■ WHAT TO PRODUCE:
Count the lines in the records that contain the string "logo" and reply with only that number.

■ Coordinate annotation entries:
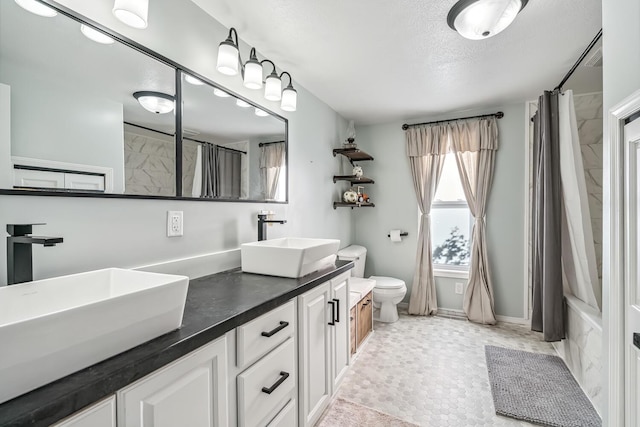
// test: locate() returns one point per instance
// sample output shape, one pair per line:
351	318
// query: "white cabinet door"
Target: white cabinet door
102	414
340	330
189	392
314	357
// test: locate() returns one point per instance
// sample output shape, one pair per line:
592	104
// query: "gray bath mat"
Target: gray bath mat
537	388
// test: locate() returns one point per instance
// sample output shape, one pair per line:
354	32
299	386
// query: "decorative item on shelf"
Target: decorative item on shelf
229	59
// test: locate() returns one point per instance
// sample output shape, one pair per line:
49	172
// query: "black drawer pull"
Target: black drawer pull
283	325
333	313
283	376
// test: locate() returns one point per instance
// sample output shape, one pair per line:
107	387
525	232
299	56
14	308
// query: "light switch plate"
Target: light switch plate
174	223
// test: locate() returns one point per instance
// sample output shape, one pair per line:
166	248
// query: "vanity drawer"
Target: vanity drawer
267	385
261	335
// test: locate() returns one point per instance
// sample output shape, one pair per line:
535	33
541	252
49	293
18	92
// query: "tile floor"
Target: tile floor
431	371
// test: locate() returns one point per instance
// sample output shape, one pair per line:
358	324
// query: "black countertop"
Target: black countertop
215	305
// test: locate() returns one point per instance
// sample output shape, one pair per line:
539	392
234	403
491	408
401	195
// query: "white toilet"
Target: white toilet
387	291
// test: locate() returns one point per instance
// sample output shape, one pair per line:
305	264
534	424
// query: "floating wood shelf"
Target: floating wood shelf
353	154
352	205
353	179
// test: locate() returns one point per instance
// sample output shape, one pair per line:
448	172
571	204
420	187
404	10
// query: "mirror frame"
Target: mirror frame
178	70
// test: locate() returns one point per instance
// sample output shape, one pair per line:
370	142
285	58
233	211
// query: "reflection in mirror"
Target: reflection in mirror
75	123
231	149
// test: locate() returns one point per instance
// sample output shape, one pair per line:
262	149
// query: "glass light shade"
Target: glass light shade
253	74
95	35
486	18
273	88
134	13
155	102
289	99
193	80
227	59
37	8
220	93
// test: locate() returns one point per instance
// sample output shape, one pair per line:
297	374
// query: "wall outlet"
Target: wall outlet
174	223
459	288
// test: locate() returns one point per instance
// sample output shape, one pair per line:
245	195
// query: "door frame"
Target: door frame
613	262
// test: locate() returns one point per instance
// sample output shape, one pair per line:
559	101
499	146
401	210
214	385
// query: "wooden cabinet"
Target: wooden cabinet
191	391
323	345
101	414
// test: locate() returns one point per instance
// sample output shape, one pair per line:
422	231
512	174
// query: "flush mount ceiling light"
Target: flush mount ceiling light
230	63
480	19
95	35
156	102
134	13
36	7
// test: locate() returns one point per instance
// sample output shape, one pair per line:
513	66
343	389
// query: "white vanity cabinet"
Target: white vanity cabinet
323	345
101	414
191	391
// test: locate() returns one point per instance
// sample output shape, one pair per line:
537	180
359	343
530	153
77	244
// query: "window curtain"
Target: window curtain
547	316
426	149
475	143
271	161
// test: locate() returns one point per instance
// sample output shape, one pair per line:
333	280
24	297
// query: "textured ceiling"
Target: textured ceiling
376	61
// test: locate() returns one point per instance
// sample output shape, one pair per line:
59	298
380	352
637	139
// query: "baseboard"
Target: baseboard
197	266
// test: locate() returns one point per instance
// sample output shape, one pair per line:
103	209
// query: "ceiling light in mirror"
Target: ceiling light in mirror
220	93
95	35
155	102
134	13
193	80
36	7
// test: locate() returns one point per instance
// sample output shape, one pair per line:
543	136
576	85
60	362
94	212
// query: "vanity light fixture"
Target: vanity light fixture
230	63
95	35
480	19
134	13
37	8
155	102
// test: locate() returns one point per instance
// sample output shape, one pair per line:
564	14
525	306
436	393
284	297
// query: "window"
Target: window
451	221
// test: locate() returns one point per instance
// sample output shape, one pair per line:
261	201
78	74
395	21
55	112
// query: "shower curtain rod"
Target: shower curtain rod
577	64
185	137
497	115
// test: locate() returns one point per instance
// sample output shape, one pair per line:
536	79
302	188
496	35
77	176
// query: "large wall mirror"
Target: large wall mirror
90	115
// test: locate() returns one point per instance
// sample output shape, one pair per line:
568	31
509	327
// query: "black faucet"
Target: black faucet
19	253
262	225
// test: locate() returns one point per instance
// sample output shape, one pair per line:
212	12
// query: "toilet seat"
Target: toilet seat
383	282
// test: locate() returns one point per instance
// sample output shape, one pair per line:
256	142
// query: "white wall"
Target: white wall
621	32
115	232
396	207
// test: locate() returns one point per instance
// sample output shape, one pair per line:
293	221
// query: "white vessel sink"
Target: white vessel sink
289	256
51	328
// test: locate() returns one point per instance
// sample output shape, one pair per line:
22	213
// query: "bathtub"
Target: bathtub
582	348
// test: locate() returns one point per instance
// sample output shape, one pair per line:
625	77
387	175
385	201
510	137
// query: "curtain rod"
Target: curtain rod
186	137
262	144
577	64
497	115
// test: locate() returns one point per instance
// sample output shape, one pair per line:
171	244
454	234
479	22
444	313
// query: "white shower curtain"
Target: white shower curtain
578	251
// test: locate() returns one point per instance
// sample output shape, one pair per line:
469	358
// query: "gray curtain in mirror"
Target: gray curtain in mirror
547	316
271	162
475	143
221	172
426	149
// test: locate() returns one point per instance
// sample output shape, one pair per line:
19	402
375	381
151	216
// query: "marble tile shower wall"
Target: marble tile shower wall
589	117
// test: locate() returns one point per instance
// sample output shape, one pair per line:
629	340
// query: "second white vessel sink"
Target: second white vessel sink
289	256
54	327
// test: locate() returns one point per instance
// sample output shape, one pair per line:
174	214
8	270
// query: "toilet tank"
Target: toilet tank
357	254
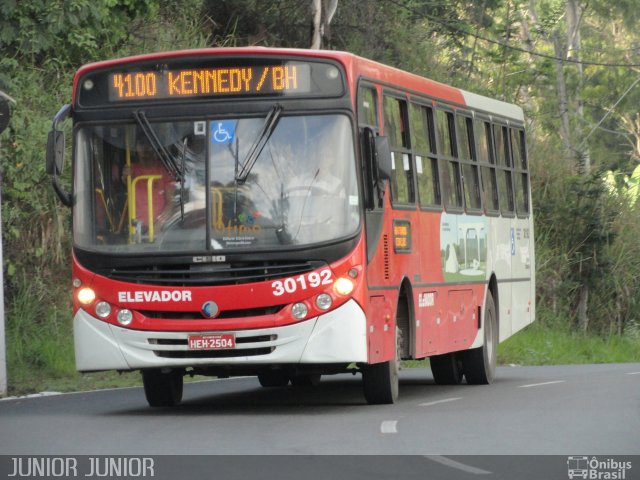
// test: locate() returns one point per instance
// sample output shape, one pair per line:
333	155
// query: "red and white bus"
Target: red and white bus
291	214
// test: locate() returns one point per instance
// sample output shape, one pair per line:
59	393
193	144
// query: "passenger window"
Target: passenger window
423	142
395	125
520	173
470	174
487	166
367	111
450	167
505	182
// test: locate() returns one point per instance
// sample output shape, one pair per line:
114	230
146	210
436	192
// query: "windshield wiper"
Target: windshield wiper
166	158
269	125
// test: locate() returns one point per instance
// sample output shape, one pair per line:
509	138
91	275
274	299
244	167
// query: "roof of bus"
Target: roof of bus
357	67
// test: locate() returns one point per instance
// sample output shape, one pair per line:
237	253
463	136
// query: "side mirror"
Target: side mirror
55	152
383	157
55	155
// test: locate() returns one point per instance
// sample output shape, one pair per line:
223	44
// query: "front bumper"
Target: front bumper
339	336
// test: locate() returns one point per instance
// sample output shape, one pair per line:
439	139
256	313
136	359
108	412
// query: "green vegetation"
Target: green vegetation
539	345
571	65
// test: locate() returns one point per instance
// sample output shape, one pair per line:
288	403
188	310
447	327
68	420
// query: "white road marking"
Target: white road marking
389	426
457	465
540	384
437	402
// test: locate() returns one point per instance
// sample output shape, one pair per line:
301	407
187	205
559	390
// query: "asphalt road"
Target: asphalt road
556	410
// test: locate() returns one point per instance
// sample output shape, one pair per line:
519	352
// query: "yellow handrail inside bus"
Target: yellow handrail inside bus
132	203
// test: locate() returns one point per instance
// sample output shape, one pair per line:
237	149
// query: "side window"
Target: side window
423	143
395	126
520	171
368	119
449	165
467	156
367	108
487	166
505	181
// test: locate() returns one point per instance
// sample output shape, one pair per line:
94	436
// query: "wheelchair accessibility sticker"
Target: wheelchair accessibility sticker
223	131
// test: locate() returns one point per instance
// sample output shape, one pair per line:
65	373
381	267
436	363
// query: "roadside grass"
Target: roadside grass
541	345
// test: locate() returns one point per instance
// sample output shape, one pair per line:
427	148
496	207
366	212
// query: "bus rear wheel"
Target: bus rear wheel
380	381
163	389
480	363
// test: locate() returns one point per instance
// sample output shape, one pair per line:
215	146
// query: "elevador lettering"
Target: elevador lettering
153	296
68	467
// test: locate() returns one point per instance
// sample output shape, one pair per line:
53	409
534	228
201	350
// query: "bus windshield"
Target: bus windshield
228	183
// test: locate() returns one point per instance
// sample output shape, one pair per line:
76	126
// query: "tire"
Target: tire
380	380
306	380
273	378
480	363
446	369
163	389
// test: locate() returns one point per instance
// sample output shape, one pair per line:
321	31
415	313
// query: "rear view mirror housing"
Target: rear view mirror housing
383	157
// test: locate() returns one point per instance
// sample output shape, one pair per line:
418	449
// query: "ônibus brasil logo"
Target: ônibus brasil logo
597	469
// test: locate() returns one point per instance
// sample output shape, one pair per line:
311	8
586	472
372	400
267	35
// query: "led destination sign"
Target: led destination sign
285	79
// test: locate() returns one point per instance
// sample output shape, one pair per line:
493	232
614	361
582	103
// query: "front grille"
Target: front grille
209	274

■ SOLUTION FOR THIS TASK:
2